» EXERCISE REQUIREMENTS:
Restate every entry word for word.

» PROVIDED RECORDS:
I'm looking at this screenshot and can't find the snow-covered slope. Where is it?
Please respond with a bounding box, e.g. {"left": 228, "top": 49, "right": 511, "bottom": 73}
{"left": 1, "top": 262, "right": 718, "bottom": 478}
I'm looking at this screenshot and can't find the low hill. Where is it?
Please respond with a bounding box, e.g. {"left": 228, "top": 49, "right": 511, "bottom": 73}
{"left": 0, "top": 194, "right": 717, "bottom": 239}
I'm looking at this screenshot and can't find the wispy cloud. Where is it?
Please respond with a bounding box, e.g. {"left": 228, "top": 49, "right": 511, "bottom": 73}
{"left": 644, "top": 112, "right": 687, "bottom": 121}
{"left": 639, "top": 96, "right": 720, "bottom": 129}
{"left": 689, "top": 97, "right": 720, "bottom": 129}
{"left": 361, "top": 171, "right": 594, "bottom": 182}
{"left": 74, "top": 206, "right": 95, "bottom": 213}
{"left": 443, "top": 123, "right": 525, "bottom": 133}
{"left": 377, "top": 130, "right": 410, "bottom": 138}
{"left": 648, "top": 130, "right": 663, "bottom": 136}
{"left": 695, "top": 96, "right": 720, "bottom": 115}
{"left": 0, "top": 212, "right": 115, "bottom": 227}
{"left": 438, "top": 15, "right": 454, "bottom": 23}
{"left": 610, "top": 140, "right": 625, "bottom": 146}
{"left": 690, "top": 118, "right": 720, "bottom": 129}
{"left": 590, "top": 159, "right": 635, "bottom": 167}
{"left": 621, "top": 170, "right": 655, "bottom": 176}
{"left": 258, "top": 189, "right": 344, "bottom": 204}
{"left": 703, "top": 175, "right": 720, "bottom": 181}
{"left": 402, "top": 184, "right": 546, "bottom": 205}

» TASK OUTPUT:
I'm looking at this screenshot and can't find the snow-covered slope. Where is it?
Please respond with a bounding box, e.g. {"left": 228, "top": 49, "right": 511, "bottom": 73}
{"left": 1, "top": 262, "right": 718, "bottom": 478}
I'm looking at this screenshot and can't find the low hill. Where is it?
Please respond with a bounding box, e.g. {"left": 228, "top": 49, "right": 511, "bottom": 73}
{"left": 0, "top": 194, "right": 717, "bottom": 239}
I'm looking at this screenshot and can't find the wispy cloud. Where is it?
Please respond with a bounding box, e.g. {"left": 228, "top": 49, "right": 511, "bottom": 73}
{"left": 644, "top": 112, "right": 687, "bottom": 121}
{"left": 639, "top": 96, "right": 720, "bottom": 129}
{"left": 689, "top": 97, "right": 720, "bottom": 129}
{"left": 361, "top": 171, "right": 594, "bottom": 182}
{"left": 74, "top": 206, "right": 95, "bottom": 213}
{"left": 443, "top": 123, "right": 525, "bottom": 133}
{"left": 377, "top": 130, "right": 410, "bottom": 138}
{"left": 648, "top": 130, "right": 663, "bottom": 136}
{"left": 695, "top": 96, "right": 720, "bottom": 115}
{"left": 0, "top": 212, "right": 115, "bottom": 227}
{"left": 438, "top": 15, "right": 454, "bottom": 23}
{"left": 610, "top": 140, "right": 625, "bottom": 146}
{"left": 690, "top": 118, "right": 720, "bottom": 129}
{"left": 590, "top": 159, "right": 635, "bottom": 167}
{"left": 621, "top": 170, "right": 655, "bottom": 176}
{"left": 258, "top": 189, "right": 344, "bottom": 204}
{"left": 703, "top": 175, "right": 720, "bottom": 181}
{"left": 402, "top": 184, "right": 546, "bottom": 205}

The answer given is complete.